═════ MATERIAL PROVIDED ═════

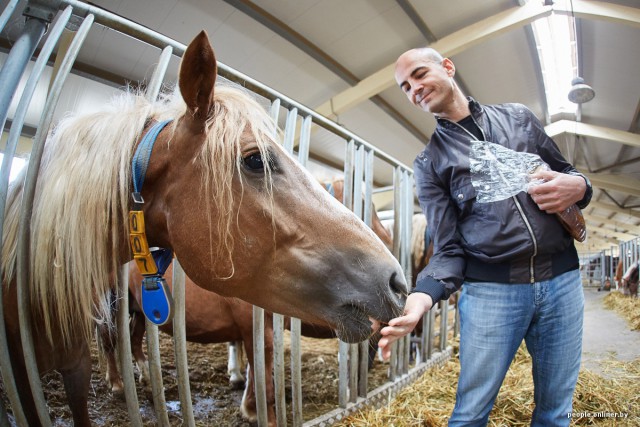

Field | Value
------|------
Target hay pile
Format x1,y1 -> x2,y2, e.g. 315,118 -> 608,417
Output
604,292 -> 640,331
335,346 -> 640,427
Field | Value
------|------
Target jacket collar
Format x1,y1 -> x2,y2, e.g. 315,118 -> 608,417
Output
436,96 -> 483,129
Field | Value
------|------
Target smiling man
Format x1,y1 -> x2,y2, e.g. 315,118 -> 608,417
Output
379,48 -> 592,427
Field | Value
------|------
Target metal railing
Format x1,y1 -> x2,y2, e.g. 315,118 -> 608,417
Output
0,0 -> 455,426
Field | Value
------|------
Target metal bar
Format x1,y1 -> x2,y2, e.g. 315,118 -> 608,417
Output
273,313 -> 287,427
172,258 -> 196,427
55,0 -> 412,171
117,264 -> 142,427
0,0 -> 19,32
347,343 -> 359,403
342,140 -> 356,210
338,340 -> 349,408
358,148 -> 373,397
290,317 -> 303,427
16,11 -> 93,426
251,305 -> 269,427
145,46 -> 173,427
0,6 -> 71,425
0,400 -> 11,427
270,99 -> 287,427
0,19 -> 47,157
351,145 -> 364,219
298,116 -> 312,167
440,299 -> 449,351
284,108 -> 298,154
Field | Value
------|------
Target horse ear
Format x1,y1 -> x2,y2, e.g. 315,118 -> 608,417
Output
178,30 -> 218,122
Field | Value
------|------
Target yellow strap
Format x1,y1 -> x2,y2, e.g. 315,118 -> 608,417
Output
129,211 -> 158,275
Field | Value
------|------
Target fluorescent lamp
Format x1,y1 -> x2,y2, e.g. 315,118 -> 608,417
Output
531,0 -> 578,115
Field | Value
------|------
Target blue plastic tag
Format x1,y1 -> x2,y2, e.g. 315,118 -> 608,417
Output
142,276 -> 173,326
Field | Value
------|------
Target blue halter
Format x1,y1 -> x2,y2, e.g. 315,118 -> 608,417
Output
129,120 -> 173,325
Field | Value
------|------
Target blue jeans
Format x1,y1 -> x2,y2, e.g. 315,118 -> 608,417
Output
449,270 -> 584,427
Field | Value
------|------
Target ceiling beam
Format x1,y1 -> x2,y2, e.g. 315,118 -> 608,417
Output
554,0 -> 640,28
587,200 -> 640,219
316,1 -> 552,115
316,0 -> 640,121
544,120 -> 640,147
582,212 -> 640,239
224,0 -> 428,141
585,173 -> 640,197
587,219 -> 637,243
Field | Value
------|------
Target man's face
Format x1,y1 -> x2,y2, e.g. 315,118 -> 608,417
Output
395,50 -> 454,115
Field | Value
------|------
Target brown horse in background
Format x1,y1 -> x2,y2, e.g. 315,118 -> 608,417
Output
621,261 -> 640,298
99,179 -> 393,423
2,32 -> 407,427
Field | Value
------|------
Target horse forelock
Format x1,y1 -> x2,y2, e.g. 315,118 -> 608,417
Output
198,85 -> 277,279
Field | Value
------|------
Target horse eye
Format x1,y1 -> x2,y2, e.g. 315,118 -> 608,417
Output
243,153 -> 264,171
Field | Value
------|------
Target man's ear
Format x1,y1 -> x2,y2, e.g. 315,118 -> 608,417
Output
442,58 -> 456,77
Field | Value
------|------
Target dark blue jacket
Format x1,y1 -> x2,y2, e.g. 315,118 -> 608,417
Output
414,98 -> 592,303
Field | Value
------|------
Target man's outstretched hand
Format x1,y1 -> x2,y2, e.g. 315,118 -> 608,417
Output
378,292 -> 433,360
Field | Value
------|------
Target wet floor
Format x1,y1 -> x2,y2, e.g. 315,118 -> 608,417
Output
582,288 -> 640,374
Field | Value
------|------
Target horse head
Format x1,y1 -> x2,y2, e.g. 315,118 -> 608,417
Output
142,32 -> 407,342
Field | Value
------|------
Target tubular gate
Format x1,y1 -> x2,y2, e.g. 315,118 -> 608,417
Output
0,0 -> 456,426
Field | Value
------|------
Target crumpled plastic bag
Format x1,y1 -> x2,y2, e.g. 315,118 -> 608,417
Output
469,141 -> 587,242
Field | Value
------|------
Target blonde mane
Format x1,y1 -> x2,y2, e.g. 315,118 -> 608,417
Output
2,82 -> 275,344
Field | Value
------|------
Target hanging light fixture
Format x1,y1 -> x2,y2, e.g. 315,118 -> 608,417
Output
569,0 -> 596,106
569,77 -> 596,104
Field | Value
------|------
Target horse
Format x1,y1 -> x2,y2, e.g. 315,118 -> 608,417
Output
621,261 -> 640,298
98,178 -> 393,422
2,31 -> 407,426
613,259 -> 624,289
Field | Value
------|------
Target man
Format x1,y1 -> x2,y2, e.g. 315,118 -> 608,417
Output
379,48 -> 592,427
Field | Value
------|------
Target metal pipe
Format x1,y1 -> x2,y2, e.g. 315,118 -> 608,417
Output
117,264 -> 142,427
173,258 -> 196,427
0,7 -> 71,425
0,0 -> 19,32
16,11 -> 93,426
251,305 -> 269,427
0,18 -> 47,150
139,46 -> 173,427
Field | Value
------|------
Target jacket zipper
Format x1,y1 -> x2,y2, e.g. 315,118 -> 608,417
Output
441,114 -> 538,284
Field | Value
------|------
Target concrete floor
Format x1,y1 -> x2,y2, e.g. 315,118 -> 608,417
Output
582,288 -> 640,373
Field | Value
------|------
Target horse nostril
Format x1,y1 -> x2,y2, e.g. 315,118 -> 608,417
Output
389,272 -> 407,299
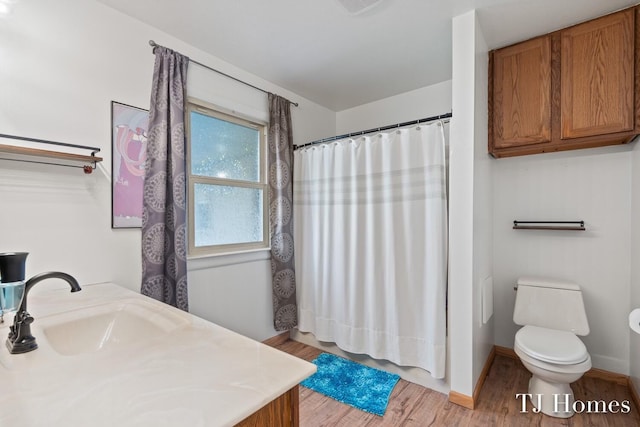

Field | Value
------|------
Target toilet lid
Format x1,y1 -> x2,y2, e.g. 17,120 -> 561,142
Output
515,325 -> 589,365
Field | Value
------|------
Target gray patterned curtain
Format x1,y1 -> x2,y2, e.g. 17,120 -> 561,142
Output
141,47 -> 189,311
269,93 -> 298,331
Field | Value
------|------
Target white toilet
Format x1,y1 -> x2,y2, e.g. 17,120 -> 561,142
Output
513,277 -> 591,418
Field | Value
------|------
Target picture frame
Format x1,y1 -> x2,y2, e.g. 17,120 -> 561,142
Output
111,101 -> 149,228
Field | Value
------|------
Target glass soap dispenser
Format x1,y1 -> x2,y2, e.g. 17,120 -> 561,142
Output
0,252 -> 29,323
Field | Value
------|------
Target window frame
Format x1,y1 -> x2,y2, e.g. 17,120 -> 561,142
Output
185,98 -> 270,257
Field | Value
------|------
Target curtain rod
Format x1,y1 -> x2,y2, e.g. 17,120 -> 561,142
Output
294,113 -> 453,150
149,40 -> 298,107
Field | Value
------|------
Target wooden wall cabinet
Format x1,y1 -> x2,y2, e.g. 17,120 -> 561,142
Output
489,8 -> 640,157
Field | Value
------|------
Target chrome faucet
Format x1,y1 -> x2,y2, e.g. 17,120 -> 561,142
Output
7,271 -> 81,354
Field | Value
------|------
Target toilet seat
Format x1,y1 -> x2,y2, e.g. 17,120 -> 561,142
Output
515,325 -> 590,365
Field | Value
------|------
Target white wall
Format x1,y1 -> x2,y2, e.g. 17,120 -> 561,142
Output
632,141 -> 640,391
470,16 -> 495,387
493,145 -> 637,374
336,80 -> 451,136
0,0 -> 335,340
449,11 -> 493,396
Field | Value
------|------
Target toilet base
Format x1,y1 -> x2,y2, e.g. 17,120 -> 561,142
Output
529,375 -> 574,418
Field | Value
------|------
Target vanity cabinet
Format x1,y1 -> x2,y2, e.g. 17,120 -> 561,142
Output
235,386 -> 300,427
489,8 -> 640,157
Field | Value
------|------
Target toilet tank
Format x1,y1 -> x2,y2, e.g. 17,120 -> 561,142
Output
513,277 -> 589,335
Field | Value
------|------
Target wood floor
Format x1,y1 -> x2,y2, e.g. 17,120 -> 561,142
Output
275,340 -> 640,427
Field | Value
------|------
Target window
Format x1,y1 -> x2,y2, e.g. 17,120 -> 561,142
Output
187,100 -> 269,255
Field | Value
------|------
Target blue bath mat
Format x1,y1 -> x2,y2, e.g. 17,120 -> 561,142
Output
300,353 -> 400,416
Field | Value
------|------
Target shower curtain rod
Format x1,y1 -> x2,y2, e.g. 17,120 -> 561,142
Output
294,113 -> 453,150
149,40 -> 298,107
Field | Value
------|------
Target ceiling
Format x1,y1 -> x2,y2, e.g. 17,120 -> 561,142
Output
98,0 -> 638,111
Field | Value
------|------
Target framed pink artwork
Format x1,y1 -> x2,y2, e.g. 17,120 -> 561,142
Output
111,101 -> 149,228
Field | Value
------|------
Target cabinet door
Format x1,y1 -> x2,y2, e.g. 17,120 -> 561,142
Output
490,36 -> 551,148
560,9 -> 634,139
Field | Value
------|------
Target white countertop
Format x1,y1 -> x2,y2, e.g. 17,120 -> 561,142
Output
0,283 -> 316,427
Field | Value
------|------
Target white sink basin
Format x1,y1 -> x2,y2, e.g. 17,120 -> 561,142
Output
36,300 -> 188,356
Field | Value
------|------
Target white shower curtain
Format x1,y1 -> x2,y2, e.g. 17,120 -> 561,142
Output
293,122 -> 447,378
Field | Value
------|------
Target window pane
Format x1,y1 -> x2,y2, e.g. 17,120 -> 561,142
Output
194,183 -> 263,247
190,111 -> 260,182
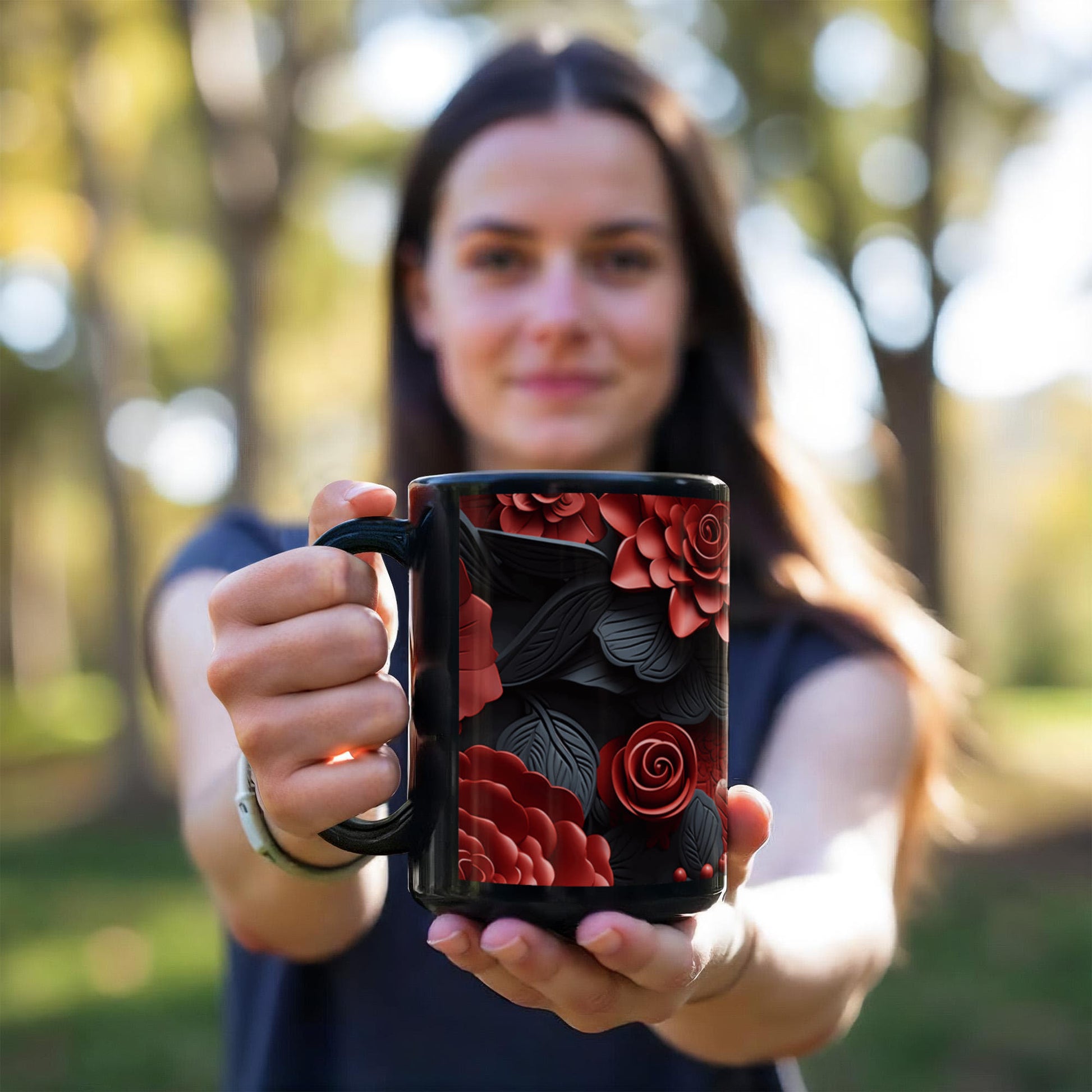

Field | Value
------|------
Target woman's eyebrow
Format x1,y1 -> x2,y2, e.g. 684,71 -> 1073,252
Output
455,216 -> 534,239
591,217 -> 668,239
455,216 -> 669,239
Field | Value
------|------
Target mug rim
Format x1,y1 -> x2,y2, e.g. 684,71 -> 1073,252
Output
410,470 -> 728,499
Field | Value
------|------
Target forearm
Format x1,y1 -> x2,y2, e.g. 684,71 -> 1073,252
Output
652,875 -> 896,1065
182,763 -> 388,962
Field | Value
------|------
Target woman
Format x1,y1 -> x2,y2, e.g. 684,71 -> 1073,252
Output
151,34 -> 957,1089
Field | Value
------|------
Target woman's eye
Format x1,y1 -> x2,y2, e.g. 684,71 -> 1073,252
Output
471,247 -> 523,273
593,247 -> 653,276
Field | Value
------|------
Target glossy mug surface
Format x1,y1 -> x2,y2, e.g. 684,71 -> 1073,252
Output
315,471 -> 728,935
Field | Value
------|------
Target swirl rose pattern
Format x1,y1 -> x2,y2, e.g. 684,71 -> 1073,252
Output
457,493 -> 728,887
599,494 -> 728,641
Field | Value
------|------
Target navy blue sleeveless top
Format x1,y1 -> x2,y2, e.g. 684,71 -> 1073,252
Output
154,509 -> 850,1092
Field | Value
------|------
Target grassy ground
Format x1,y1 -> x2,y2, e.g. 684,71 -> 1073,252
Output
0,828 -> 1092,1092
0,692 -> 1092,1092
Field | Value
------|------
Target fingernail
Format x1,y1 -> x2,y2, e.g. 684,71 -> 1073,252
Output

═════

▸ INSTRUCTIONS TO FOLLOW: Pull out each line of the material that contains the word "white", and copy those lines in the order they appear.

▸ RESULT OF THE EXERCISE:
Target white toilet
Target white wall
Target white countertop
Target white sink basin
Target white shower curtain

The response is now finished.